GIVEN ENTRIES ::
────
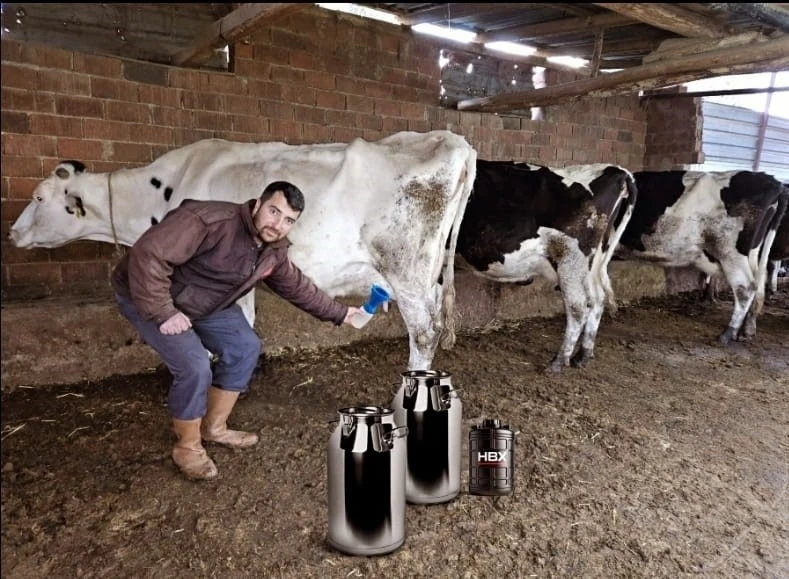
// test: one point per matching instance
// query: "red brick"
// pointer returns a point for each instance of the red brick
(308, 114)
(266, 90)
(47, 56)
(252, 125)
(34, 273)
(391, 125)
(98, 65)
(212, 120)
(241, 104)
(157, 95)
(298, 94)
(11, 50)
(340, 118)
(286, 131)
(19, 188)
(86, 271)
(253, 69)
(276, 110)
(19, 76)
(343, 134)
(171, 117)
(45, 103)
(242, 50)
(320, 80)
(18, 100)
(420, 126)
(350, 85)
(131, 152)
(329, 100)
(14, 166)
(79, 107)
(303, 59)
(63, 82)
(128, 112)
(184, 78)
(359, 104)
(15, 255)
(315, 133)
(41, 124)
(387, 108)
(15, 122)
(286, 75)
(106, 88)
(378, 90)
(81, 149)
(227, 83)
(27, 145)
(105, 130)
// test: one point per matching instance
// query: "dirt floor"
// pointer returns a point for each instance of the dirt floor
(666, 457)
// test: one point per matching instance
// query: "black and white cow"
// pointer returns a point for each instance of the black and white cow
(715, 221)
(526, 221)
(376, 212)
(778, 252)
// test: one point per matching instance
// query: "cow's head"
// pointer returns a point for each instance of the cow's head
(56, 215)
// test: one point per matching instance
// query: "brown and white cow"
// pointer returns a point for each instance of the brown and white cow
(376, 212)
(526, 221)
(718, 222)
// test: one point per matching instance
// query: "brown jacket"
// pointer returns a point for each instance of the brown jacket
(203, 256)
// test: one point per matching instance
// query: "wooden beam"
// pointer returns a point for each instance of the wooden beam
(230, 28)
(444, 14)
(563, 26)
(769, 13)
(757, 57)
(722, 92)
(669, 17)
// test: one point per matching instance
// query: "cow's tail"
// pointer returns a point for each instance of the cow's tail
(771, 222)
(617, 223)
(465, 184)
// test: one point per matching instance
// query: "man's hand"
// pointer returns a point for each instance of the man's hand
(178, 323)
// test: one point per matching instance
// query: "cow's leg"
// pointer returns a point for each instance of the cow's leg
────
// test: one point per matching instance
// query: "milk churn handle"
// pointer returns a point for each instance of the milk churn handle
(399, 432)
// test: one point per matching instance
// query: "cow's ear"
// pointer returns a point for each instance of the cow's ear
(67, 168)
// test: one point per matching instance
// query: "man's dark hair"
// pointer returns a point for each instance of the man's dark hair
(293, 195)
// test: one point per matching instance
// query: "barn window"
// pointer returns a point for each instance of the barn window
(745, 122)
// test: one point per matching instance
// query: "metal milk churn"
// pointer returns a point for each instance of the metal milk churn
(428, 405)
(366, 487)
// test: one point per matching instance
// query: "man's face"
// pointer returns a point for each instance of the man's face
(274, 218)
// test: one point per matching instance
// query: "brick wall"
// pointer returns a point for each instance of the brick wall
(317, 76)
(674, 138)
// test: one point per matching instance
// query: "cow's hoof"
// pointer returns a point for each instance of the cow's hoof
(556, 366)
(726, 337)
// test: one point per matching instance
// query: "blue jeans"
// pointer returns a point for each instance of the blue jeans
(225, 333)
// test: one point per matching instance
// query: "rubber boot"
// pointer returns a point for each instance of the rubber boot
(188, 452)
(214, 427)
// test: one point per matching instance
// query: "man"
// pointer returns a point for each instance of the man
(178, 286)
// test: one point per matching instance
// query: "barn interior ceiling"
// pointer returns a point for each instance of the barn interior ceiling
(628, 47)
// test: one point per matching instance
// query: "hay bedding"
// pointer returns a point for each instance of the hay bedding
────
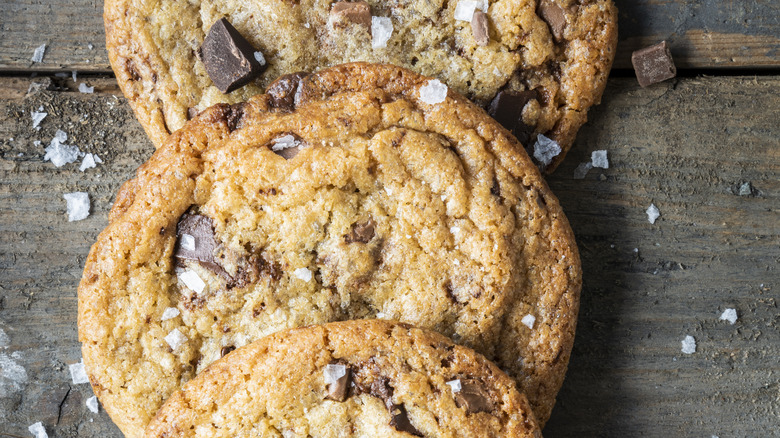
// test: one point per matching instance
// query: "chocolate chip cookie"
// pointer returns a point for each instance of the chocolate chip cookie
────
PROBLEM ::
Set down, exactly as they appear above, all lines from the one that has "the brown and white cow" down to the one that has "the cow's leg", including those two and no others.

EXERCISE OUTPUT ::
// pointer returns a point for each instance of the brown and white cow
(376, 212)
(526, 221)
(718, 222)
// test: one point per matching instance
// query: "brown jacket"
// pointer returns a point for each instance of the brown jacket
(203, 256)
// test: one point per matching instance
// query: "wooden beam"
// pointer returns a point for each instance of the wooden beam
(230, 28)
(444, 14)
(563, 26)
(769, 13)
(757, 57)
(722, 92)
(669, 17)
// test: one point per matching instance
// query: "cow's tail"
// pointer returns a point for each instance of the cow's tail
(771, 222)
(617, 223)
(465, 184)
// test: one point per matching instance
// query: "man's hand"
// pointer returns a point for each instance of the man's hand
(178, 323)
// test: one point per matching instance
// query: "cow's leg"
// pointer returns a point for each instance of the cow's leg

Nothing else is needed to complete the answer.